■ **Check your understanding**:
A: State whether each statement agrees with the text on Citroën's Prototype Y, answering yes or no and quoting the deciding words of the text: (i) Prototype Y was meant to fit into the Citroën range between the 2CV and the GS. (ii) The G-mini and EN101 designs were dropped because they cost too much to produce. (iii) The Oltcit Club was sold as the Citroën Axel in some Western European markets.
B: Copy the passage of the text on Citroën's Prototype Y that begins with "The first prototypes" and ends after "suspension set up.", swapping "Fiat 127" for "Fiat 128".

■ **Text segment**:
.....
From 1965 Robert Opron worked on the Citroën G-mini prototype and project EN101, a replacement for the 2CV, using the flat twin engine from the 2CV. It was supposed to launch in 1970. The advanced space efficient designs with very compact exterior dimensions and an aerodynamic drag co-efficient Cd of 0.32, were axed because of adverse feedback from potential clients.

The goal of Prototype Y was to give birth to a small, robust and modern car which would have fitted into the Citroën range between the 2CV and the GS.

The first prototypes were based on the Fiat 127 platform, since Citroën was pursuing at that time an alliance with Fiat (the only result of this alliance in the end was the Citroën C35 / Fiat 242). Later models employed a torsion bar suspension set up.

In 1974, Peugeot acquired Citroën, forming the PSA Group, and the project to replace the Ami was redefined as "Citroën VD", and then incorporated the floor pan of the Peugeot 104, thereby permitting the use of the 104 engine and transmission. The 5-door 104-based Citroën Visa thereby replaced the Prototype Y. There was also a badge-engineered Citroën version of the shorter wheelbase 3-door 104 with only minor changes from it — the Citroën LN/LNA.

The original design from Project Y was sold to Romania where it became the Oltcit Club, which has cosmetic similarities to the Visa, and was sold as the Citroën Axel in some Western European markets.
.....
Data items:
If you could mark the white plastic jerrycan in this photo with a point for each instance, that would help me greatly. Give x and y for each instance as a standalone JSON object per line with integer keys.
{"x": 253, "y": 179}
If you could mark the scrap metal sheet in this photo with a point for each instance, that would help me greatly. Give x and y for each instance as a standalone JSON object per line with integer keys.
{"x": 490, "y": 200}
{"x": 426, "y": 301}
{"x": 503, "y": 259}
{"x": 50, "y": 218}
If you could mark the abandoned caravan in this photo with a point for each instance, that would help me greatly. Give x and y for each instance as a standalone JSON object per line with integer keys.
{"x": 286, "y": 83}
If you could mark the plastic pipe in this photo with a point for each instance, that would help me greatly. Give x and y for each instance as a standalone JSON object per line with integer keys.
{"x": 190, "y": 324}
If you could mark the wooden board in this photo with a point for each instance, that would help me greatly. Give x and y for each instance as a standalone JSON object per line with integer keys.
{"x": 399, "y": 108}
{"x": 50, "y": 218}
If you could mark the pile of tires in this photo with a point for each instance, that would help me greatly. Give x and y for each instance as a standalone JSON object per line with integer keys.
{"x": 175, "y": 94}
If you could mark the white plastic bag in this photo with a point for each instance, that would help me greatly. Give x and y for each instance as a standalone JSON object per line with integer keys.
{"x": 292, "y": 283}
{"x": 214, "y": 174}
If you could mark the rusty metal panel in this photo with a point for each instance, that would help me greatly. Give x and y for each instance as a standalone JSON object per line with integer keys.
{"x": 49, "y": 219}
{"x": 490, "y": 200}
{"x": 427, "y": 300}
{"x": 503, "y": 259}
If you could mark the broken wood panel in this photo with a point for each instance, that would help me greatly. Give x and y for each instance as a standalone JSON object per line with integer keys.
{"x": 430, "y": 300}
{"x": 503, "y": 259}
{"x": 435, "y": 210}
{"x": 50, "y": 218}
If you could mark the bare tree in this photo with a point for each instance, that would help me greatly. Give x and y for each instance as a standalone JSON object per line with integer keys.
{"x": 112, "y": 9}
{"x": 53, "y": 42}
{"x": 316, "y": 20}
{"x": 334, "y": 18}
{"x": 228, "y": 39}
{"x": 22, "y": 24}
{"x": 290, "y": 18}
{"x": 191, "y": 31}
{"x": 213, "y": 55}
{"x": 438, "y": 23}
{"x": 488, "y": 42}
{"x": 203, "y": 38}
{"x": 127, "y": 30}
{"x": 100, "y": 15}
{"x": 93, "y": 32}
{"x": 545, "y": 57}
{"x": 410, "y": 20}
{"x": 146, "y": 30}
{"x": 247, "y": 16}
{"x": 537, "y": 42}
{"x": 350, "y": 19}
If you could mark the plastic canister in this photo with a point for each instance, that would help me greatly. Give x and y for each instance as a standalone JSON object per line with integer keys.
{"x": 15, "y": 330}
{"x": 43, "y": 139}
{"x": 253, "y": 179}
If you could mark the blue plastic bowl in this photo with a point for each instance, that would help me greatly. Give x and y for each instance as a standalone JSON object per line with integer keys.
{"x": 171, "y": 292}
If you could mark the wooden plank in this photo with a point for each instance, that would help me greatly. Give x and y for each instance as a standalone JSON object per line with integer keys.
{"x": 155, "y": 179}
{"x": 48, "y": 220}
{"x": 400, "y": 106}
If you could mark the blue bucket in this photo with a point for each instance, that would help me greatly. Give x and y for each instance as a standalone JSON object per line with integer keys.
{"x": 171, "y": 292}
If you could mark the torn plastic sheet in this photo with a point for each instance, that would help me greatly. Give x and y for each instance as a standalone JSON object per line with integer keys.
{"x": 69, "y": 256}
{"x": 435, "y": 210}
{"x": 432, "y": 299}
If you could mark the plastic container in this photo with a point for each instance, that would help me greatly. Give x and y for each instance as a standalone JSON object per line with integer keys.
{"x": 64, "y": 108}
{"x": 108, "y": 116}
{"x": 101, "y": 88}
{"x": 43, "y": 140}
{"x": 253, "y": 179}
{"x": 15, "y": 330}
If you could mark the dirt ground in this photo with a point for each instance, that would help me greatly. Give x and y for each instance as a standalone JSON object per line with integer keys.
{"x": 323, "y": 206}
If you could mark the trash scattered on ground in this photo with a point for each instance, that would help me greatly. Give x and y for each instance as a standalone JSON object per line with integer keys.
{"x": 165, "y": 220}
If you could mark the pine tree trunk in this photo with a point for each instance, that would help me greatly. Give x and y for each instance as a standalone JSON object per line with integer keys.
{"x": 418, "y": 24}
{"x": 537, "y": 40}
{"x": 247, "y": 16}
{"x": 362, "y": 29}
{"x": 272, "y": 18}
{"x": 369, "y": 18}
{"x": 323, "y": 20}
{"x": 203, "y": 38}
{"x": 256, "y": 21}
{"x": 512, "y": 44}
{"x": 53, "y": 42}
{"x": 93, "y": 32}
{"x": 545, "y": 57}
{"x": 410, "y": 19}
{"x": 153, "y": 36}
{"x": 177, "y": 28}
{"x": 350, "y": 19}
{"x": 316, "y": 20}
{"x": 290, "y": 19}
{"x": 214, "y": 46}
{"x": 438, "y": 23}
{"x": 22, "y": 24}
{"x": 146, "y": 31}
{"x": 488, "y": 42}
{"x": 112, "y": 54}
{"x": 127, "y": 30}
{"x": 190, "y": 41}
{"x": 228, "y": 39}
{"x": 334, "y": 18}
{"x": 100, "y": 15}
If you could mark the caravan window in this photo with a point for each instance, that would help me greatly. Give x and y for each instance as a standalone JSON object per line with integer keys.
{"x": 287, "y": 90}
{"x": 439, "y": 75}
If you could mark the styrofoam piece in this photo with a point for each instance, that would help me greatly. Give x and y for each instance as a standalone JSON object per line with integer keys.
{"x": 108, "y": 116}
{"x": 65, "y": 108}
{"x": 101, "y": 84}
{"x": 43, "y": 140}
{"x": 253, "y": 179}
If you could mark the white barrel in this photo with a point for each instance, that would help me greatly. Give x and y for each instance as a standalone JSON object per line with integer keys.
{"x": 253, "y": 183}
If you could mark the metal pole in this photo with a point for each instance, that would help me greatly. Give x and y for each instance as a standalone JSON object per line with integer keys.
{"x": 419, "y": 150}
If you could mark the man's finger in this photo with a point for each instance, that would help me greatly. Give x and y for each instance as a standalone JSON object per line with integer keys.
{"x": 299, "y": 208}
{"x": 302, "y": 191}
.....
■ **Answers per task**:
A:
(i) Yes: "would have fitted into the Citroën range between the 2CV and the GS."
(ii) No: "were axed because of adverse feedback from potential clients."
(iii) Yes: "was sold as the Citroën Axel in some Western European markets."

B:
The first prototypes were based on the Fiat 128 platform, since Citroën was pursuing at that time an alliance with Fiat (the only result of this alliance in the end was the Citroën C35 / Fiat 242). Later models employed a torsion bar suspension set up.